Description of the task = Replace every "component" in these lines with "system" and change nothing else. Leave the pictures out of your answer.

Data supplied =
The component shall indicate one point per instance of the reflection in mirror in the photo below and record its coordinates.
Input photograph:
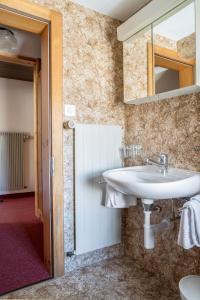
(135, 63)
(174, 51)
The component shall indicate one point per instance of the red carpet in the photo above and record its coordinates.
(21, 245)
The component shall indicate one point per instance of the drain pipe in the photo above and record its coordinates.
(150, 230)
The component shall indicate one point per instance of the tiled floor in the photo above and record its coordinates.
(117, 278)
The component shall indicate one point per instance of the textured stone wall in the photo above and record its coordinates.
(171, 126)
(92, 80)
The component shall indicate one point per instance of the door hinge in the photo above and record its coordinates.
(52, 166)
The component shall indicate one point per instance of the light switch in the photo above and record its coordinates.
(70, 110)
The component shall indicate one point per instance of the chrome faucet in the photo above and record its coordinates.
(162, 163)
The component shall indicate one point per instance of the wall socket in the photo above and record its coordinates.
(70, 110)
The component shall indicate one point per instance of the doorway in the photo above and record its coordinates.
(38, 20)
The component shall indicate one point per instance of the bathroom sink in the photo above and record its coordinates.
(147, 182)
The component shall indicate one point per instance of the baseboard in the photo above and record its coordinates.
(17, 195)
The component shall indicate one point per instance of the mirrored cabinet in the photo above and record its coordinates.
(161, 60)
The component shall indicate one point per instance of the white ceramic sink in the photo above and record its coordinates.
(147, 182)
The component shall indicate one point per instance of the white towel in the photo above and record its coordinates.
(117, 199)
(189, 231)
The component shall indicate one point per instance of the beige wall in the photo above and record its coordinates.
(93, 81)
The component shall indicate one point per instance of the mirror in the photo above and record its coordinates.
(174, 50)
(162, 57)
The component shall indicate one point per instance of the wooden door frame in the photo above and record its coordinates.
(160, 56)
(21, 14)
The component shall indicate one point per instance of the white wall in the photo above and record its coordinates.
(16, 115)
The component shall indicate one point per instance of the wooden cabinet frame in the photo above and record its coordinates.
(23, 15)
(170, 59)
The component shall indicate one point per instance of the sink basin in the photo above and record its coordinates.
(147, 182)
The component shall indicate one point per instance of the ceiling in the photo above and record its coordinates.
(117, 9)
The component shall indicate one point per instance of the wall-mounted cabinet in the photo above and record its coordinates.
(161, 60)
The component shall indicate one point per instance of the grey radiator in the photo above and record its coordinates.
(11, 161)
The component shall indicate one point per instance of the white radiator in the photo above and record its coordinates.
(11, 161)
(96, 150)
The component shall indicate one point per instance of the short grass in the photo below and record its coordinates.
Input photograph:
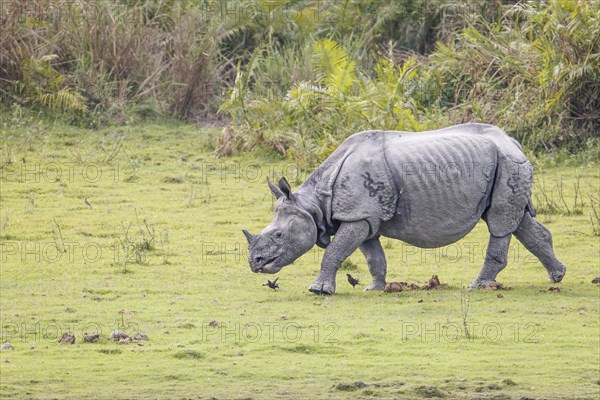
(180, 275)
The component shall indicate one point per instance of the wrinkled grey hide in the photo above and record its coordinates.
(428, 189)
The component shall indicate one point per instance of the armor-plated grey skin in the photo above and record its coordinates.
(428, 189)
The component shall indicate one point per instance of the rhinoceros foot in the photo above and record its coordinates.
(375, 286)
(556, 276)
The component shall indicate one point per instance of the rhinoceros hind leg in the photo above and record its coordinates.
(347, 239)
(495, 261)
(538, 240)
(375, 256)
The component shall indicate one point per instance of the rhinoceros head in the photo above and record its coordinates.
(291, 233)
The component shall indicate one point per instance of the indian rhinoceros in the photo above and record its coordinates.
(428, 189)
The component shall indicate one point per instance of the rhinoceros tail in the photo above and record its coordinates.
(530, 208)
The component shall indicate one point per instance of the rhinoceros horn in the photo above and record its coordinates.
(250, 237)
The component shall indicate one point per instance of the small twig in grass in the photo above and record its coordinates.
(192, 196)
(62, 242)
(465, 302)
(595, 219)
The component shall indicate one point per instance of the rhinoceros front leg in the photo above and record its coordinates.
(347, 239)
(495, 260)
(376, 260)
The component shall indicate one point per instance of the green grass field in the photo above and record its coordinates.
(161, 251)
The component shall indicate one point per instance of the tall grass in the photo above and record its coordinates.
(157, 57)
(301, 75)
(532, 68)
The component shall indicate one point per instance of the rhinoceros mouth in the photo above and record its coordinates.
(269, 267)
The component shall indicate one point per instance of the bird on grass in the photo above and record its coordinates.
(273, 285)
(352, 280)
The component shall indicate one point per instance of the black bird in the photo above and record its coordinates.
(351, 280)
(273, 285)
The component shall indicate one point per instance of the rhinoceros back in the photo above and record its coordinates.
(427, 188)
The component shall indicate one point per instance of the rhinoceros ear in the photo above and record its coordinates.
(285, 188)
(274, 189)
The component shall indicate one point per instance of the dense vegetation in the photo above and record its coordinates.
(299, 76)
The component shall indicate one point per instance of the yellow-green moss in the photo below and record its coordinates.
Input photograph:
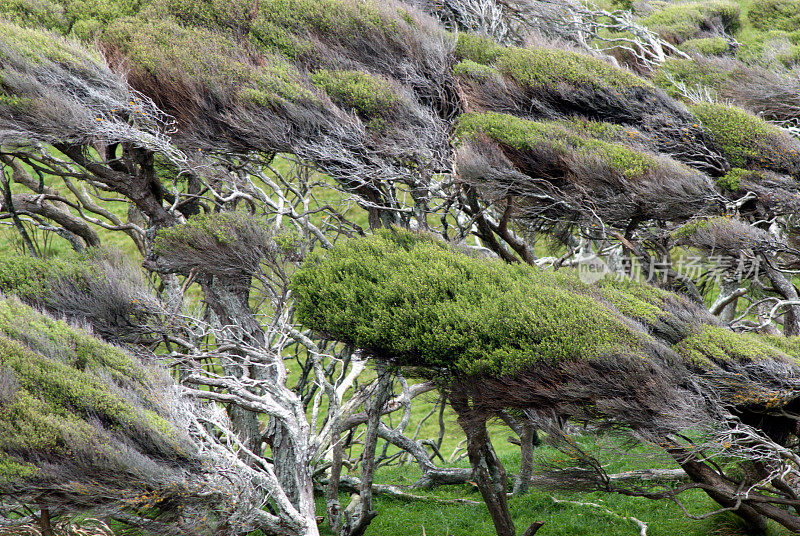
(536, 67)
(710, 46)
(681, 21)
(524, 134)
(634, 299)
(66, 382)
(474, 70)
(369, 95)
(713, 343)
(775, 15)
(13, 469)
(732, 180)
(39, 46)
(690, 73)
(745, 140)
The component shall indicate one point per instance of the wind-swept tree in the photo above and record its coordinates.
(619, 354)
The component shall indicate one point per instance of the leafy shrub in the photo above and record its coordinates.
(369, 95)
(681, 21)
(775, 15)
(522, 134)
(74, 408)
(710, 46)
(416, 300)
(748, 141)
(536, 67)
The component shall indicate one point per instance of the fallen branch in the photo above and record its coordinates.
(352, 484)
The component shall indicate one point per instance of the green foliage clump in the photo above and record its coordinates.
(536, 67)
(217, 226)
(745, 140)
(12, 469)
(710, 46)
(369, 95)
(691, 73)
(65, 392)
(415, 300)
(688, 229)
(713, 343)
(474, 70)
(524, 134)
(199, 56)
(14, 101)
(43, 14)
(775, 15)
(40, 46)
(32, 278)
(732, 180)
(634, 299)
(768, 47)
(476, 48)
(682, 21)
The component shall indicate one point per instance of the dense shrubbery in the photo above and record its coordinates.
(79, 410)
(775, 15)
(415, 301)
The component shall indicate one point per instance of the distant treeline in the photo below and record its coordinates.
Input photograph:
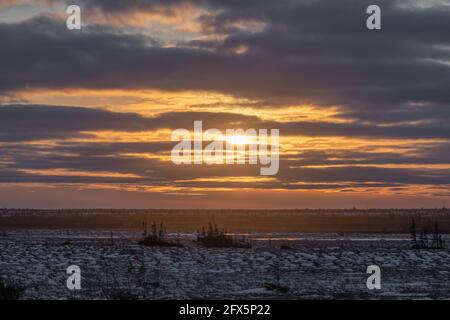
(304, 220)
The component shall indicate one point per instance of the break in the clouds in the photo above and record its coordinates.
(389, 90)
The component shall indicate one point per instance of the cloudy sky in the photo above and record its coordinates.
(86, 116)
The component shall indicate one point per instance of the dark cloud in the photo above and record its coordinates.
(309, 51)
(38, 122)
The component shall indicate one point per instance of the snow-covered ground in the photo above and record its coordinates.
(317, 266)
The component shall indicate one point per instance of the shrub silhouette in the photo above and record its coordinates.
(215, 238)
(156, 237)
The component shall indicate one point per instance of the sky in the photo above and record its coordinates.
(86, 115)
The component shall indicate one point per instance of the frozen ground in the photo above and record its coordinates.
(318, 266)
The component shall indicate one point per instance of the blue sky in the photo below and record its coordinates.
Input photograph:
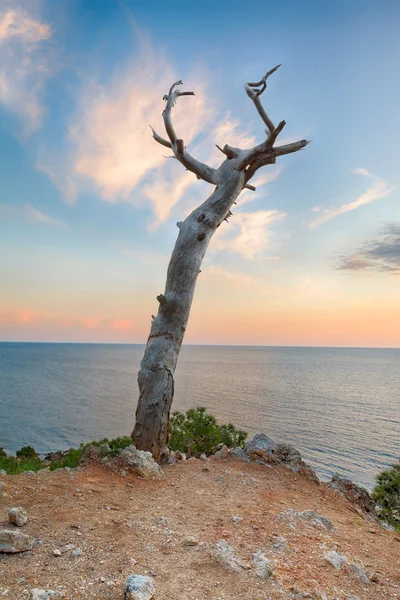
(88, 203)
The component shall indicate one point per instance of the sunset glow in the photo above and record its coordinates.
(89, 204)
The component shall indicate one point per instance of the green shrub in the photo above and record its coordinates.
(15, 466)
(73, 457)
(27, 452)
(387, 495)
(197, 432)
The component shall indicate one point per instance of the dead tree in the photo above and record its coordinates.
(156, 374)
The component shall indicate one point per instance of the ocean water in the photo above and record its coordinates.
(339, 407)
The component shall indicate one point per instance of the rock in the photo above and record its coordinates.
(224, 452)
(54, 456)
(335, 559)
(239, 453)
(226, 556)
(15, 541)
(67, 548)
(17, 515)
(261, 448)
(139, 587)
(190, 540)
(279, 544)
(308, 515)
(94, 454)
(236, 519)
(40, 594)
(386, 526)
(354, 493)
(358, 571)
(179, 455)
(139, 462)
(262, 565)
(288, 454)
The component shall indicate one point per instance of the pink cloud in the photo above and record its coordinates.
(122, 324)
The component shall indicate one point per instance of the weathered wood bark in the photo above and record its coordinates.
(156, 374)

Expected answer =
The system shall indicate one point per instance of the reflection in mirror in the photo below and record its coordinates.
Input photograph:
(135, 63)
(174, 51)
The system shall indicate one point per instance of the red carpet in the photo above and record its coordinates.
(21, 245)
The system shall indicate one point per instance of the drain pipe in the photo above and record its coordinates.
(150, 230)
The system shall indicate one point per instance of the tiled floor in the photo above and record its coordinates.
(117, 278)
The system shall indicate one point per instance of the textured stone wall in the photo above and record its coordinates.
(171, 126)
(92, 80)
The system shall indicate one point per instance of the door hinge in the photo above and record its coordinates.
(52, 166)
The system shall indicate one point per instance of the light switch in the photo above and record its coordinates.
(70, 110)
The system shall indicate one point per instance of the chrome faucet in the photo above and record its coordinates.
(162, 163)
The system shall indicate one point per instance of the wall socket in the photo above and record its coordinates.
(70, 110)
The system shall indicate one point per instance of the doorway in the photo above and record its coordinates.
(38, 20)
The system shall indicate one point per instance of the bathroom sink in the photo above and record its coordinates.
(147, 182)
The system shall indicate one point per instance of the baseboard in the photo above and record its coordinates.
(17, 195)
The system shall indicate one point per instance of the mirrored cabinet in the photo above and record its coordinates.
(161, 60)
The system shall indicate one point per instance of the white ceramic sink in the photo above and record its coordinates.
(147, 182)
The system shall indicate one point per instance of the white towel in the photo above and record its coordinates.
(117, 199)
(189, 231)
The system shall indicate one point per instance of the beige wall in the photo above and record its coordinates.
(93, 81)
The system shall indicate one point per instance of the mirror in the photo above and record its coordinates.
(174, 50)
(162, 57)
The system shall indicate one point per instance of the wooden door frame in the photo above and record its coordinates.
(160, 56)
(21, 14)
The system shall indicate one point per instance of the white wall in the photo above and record its coordinates.
(16, 115)
The system shall indicate one point per instance of the wooden cabinet frame in the photo above and record its coordinates.
(23, 15)
(170, 59)
The system shall indicate one point per instance of the sink basin in the photo above and record its coordinates.
(147, 182)
The system shall indicate one point per instance of the ceiling in the photo above and record its coordinates.
(117, 9)
The system shall indicate one point per instance of the wall-mounted cabinet in the photo above and record its coordinates.
(161, 60)
The system shall indicate one point per instance of the grey radiator in the photo above and record its coordinates.
(11, 161)
The system shall indicate one point per instance of the white radiator in the photo above and record its coordinates.
(11, 161)
(96, 150)
The system shall indicate one point per instance of the short grass in the photo below and record its coordinates.
Input photograph:
(180, 275)
The system shall indicate one point per instance of the wrinkled grey hide in the photo above and record its coordinates.
(428, 189)
The system shall indicate one point per instance of the armor-plated grey skin in the photo above and record its coordinates.
(428, 189)
The system shall indicate one point per instance of the rhinoceros foot in the photo above and record its coordinates.
(375, 286)
(556, 276)
The system shall indicate one point per instance of the rhinoceros hind leg in the photo above and record its coordinates.
(347, 239)
(495, 261)
(538, 240)
(375, 256)
The system shall indicate one point per instance of the rhinoceros head in the photo above and record its coordinates.
(291, 233)
The system shall indicate one point per instance of the indian rhinoceros in the photo above and record its coordinates.
(428, 189)
The system shall indicate one point per instance of the rhinoceros tail in the photo above and record its coordinates.
(530, 208)
The system shall indicate one point per instance of the rhinoceros horn in the photo above and record its coordinates.
(250, 237)
The system shall indicate one point per instance of the small twig in grass in the photo above and record its coordinates.
(192, 196)
(62, 242)
(465, 302)
(595, 219)
The system shall indicate one point per instance of the rhinoceros front leg in the photo above and record its coordinates.
(347, 239)
(495, 260)
(376, 260)
The system shall indicate one point per instance of the green grass field in the photo above and record its coordinates.
(161, 251)
The system shall indicate one point per instance of the tall grass in the photo above and record its coordinates.
(157, 57)
(301, 75)
(532, 68)
The system shall indicate one point per instance of the rhinoceros mouth in the photo above and record its coordinates.
(269, 267)
The system shall indicate one point per instance of the bird on grass in the photo above and record its coordinates.
(273, 285)
(352, 280)
The system shall indicate one point per instance of the black bird in the photo above and record its coordinates.
(351, 280)
(273, 285)
The system shall indicate one point per instance of the rhinoceros back in the photo above and record its coordinates.
(427, 188)
The system shall indicate one point per instance of the rhinoceros ear in the photo above and record its coordinates.
(285, 188)
(274, 189)
The system shall indicate one point per instance of the dense vegetation in the photo above and record its coordinates.
(299, 76)
The system shall indicate one point per instance of the yellow-green moss in the photo below and record its coordinates.
Input photograph:
(536, 67)
(710, 46)
(681, 21)
(524, 134)
(634, 299)
(66, 382)
(474, 70)
(369, 95)
(713, 343)
(775, 15)
(13, 469)
(732, 180)
(39, 46)
(690, 73)
(745, 140)
The system shall indicate one point per instance of the wind-swept tree in the photo above and record its coordinates.
(619, 354)
The system shall indicate one point per instance of the leafy shrub in the photo above and record its coordinates.
(369, 95)
(681, 21)
(775, 15)
(522, 134)
(74, 408)
(710, 46)
(416, 300)
(748, 141)
(536, 67)
The system shall indicate one point per instance of the fallen branch in the photo above and record its coordinates.
(352, 484)
The system shall indicate one point per instance of the green foliage clump in the photo above and record its coordinates.
(536, 67)
(217, 226)
(745, 140)
(12, 469)
(710, 46)
(369, 95)
(691, 73)
(65, 392)
(415, 300)
(688, 229)
(713, 343)
(474, 70)
(524, 134)
(199, 56)
(14, 101)
(43, 14)
(775, 15)
(40, 46)
(32, 278)
(732, 180)
(634, 299)
(768, 47)
(476, 48)
(682, 21)
The system shall indicate one point per instance of the dense shrubbery in the photo above and record its coordinates.
(79, 410)
(775, 15)
(415, 301)
The system shall indicate one point per instance of the distant treeline in the photo below and record its coordinates.
Input photograph:
(304, 220)
The system shall indicate one point per instance of the break in the clouds in the photo above and record its coordinates.
(389, 90)
The system shall indicate one point per instance of the cloudy sky in the photo above and record its coordinates.
(86, 116)
The system shall indicate one point per instance of the dark cloud in the photo above and record its coordinates.
(309, 51)
(38, 122)
The system shall indicate one point per instance of the snow-covered ground in the photo above and record its coordinates.
(317, 266)
The system shall indicate one point per instance of the shrub silhouette in the photo above and record its coordinates.
(215, 238)
(156, 237)
The system shall indicate one point per instance of the sky in the photo above and record its coordinates.
(86, 115)
The system shall indicate one point per instance of the frozen ground in the photo above and record its coordinates.
(318, 266)
The system shall indicate one point per instance of the blue sky in the photo below and record its coordinates.
Input photograph:
(88, 203)
The system shall indicate one point per instance of the sunset glow in the photo above and record its coordinates.
(89, 204)
The system shall indicate one point per instance of the green shrub in the photo above and record its coordinates.
(15, 466)
(73, 457)
(27, 452)
(387, 495)
(197, 432)
The system shall indicate one point per instance of the dead tree in the photo above and record its coordinates.
(156, 374)
The system shall indicate one point per instance of the ocean water in the photo above and record its coordinates.
(339, 407)
The system shall indicate one point per instance of the rock in the photo above and record its coordinates.
(224, 452)
(54, 456)
(335, 559)
(239, 453)
(226, 556)
(15, 541)
(67, 548)
(17, 515)
(261, 448)
(139, 587)
(190, 540)
(279, 544)
(308, 515)
(94, 454)
(236, 519)
(40, 594)
(386, 526)
(354, 493)
(358, 571)
(179, 455)
(139, 462)
(262, 565)
(288, 454)
The system shall indicate one point per instance of the pink cloud in the photo above and record its coordinates.
(122, 324)
The system shall indicate one point per instance of the weathered wood bark in the photo above and record its coordinates.
(156, 374)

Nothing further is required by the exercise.